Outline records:
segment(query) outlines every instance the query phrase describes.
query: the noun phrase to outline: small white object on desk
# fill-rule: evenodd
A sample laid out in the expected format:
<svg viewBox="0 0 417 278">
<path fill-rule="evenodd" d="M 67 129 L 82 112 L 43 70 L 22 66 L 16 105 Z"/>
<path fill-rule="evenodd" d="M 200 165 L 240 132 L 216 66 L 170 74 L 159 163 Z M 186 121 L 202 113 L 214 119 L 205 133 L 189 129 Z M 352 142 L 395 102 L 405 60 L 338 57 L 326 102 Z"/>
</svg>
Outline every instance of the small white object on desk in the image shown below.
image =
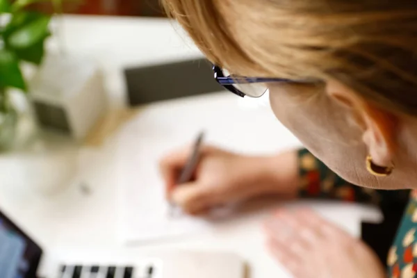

What to do:
Select each row above that contains the string "rule".

Result for this task:
# fill-rule: evenodd
<path fill-rule="evenodd" d="M 67 129 L 82 112 L 43 70 L 22 66 L 16 105 Z"/>
<path fill-rule="evenodd" d="M 200 165 L 240 132 L 216 66 L 170 74 L 159 163 Z M 186 121 L 202 113 L 214 119 L 205 133 L 189 129 Z M 352 142 L 395 102 L 405 60 L 338 57 L 326 102 Z"/>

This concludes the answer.